>> START Listing

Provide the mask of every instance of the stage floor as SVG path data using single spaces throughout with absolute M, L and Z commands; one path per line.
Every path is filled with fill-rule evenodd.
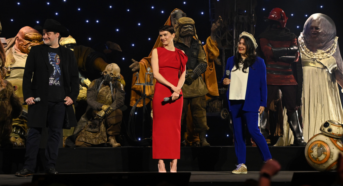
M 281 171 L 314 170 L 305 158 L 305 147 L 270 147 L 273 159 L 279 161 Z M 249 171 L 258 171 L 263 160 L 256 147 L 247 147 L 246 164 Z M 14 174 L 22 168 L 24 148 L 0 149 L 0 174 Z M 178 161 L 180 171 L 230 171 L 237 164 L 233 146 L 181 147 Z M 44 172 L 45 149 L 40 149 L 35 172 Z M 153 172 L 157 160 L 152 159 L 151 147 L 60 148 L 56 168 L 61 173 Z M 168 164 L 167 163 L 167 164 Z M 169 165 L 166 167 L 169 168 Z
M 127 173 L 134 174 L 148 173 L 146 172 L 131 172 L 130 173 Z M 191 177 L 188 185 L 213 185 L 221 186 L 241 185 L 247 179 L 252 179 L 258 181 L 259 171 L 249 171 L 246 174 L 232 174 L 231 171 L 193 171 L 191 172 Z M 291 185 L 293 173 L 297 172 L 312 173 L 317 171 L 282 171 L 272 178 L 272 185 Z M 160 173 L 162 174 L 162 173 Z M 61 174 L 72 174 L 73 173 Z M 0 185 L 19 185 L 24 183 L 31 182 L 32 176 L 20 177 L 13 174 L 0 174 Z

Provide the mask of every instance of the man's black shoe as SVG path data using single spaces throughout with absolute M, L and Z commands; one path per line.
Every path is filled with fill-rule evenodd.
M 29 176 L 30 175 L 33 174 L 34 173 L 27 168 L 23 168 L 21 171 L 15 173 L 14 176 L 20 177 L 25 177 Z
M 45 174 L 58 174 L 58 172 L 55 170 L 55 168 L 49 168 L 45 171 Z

>> END Listing
>> START Listing

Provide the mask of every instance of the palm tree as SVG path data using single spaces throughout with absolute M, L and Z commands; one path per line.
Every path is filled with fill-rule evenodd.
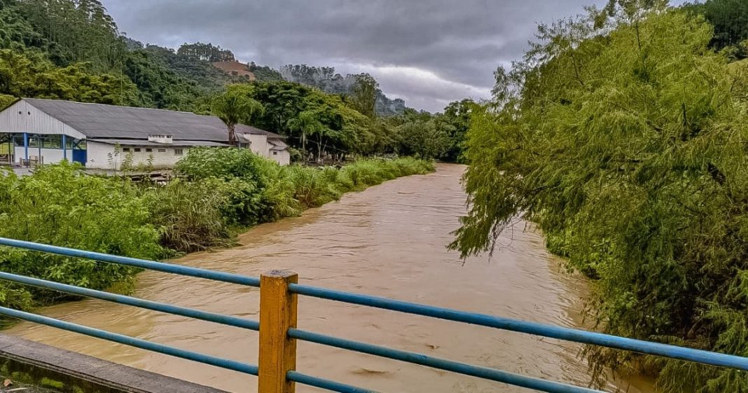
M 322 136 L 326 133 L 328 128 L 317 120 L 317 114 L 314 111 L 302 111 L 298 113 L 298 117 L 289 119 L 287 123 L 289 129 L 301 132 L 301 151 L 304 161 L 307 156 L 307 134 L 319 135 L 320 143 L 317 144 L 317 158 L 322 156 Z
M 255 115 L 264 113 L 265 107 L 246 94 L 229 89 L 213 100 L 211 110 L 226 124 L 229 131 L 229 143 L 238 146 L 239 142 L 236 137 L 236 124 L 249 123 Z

>> END Listing
>> START Listing

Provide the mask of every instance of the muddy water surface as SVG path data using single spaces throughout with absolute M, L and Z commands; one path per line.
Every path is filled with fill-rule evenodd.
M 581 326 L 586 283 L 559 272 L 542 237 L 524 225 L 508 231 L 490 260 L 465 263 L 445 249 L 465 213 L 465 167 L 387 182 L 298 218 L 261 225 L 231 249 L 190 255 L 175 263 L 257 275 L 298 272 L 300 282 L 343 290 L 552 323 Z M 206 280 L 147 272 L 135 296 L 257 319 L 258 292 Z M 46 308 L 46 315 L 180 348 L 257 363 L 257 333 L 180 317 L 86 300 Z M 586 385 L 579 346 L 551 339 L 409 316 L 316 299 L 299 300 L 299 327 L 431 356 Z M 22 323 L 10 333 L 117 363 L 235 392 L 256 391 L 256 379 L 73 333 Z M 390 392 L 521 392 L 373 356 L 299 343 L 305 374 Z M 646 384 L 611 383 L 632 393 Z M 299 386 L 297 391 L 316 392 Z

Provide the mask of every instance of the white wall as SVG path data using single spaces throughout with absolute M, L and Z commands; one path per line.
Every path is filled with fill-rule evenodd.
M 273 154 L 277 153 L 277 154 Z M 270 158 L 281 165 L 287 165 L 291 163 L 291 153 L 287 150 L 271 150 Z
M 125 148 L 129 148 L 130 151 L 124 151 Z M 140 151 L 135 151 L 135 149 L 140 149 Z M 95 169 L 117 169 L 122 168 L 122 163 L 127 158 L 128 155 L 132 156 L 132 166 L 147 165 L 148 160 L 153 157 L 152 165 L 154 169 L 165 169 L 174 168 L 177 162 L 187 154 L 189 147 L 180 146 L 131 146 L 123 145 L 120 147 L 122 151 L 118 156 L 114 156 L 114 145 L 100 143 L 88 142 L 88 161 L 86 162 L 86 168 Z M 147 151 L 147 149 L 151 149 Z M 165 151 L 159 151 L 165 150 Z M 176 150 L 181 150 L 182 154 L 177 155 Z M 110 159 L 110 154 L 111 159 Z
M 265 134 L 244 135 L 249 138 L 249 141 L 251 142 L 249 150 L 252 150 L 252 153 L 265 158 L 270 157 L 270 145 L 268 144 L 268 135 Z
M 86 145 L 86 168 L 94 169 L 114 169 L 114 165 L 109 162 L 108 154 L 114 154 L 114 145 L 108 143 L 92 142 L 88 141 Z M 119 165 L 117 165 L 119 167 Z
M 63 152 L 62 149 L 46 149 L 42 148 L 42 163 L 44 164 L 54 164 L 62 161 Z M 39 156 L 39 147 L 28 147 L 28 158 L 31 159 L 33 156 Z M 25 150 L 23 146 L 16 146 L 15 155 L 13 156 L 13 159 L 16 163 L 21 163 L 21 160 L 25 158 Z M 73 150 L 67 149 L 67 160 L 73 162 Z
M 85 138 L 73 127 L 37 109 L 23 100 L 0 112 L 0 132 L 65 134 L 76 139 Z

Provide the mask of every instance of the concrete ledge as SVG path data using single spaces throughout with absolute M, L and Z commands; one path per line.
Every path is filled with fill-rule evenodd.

>> END Listing

=== Directive ===
Please convert the lines from the line with "Provide the mask of every instance of the muddy" up to and including the line with "M 581 326 L" into a two-column CSV with the header instruction,paths. Put the instruction text in instruction and its path data in paths, with each field in double quotes and line breaks replaced by spaces.

=== Worked solution ===
instruction,paths
"Provide the mask of every instance of the muddy water surface as SVG path data using single spaces throughout with absolute M, L and Z commands; one path per line. Every path is filled with fill-rule evenodd.","M 581 326 L 586 283 L 559 272 L 542 237 L 524 225 L 508 231 L 490 260 L 465 263 L 445 249 L 465 213 L 465 167 L 387 182 L 298 218 L 261 225 L 231 249 L 190 255 L 175 263 L 257 275 L 298 272 L 300 282 L 343 290 L 552 323 Z M 206 280 L 147 272 L 135 296 L 257 319 L 258 292 Z M 46 308 L 46 315 L 180 348 L 257 363 L 257 333 L 180 317 L 86 300 Z M 586 385 L 579 346 L 551 339 L 409 316 L 316 299 L 299 300 L 299 327 L 431 356 Z M 22 323 L 10 333 L 117 363 L 235 392 L 256 391 L 256 379 L 73 333 Z M 390 392 L 521 392 L 373 356 L 299 343 L 305 374 Z M 646 384 L 611 383 L 632 393 Z M 299 386 L 297 391 L 316 392 Z"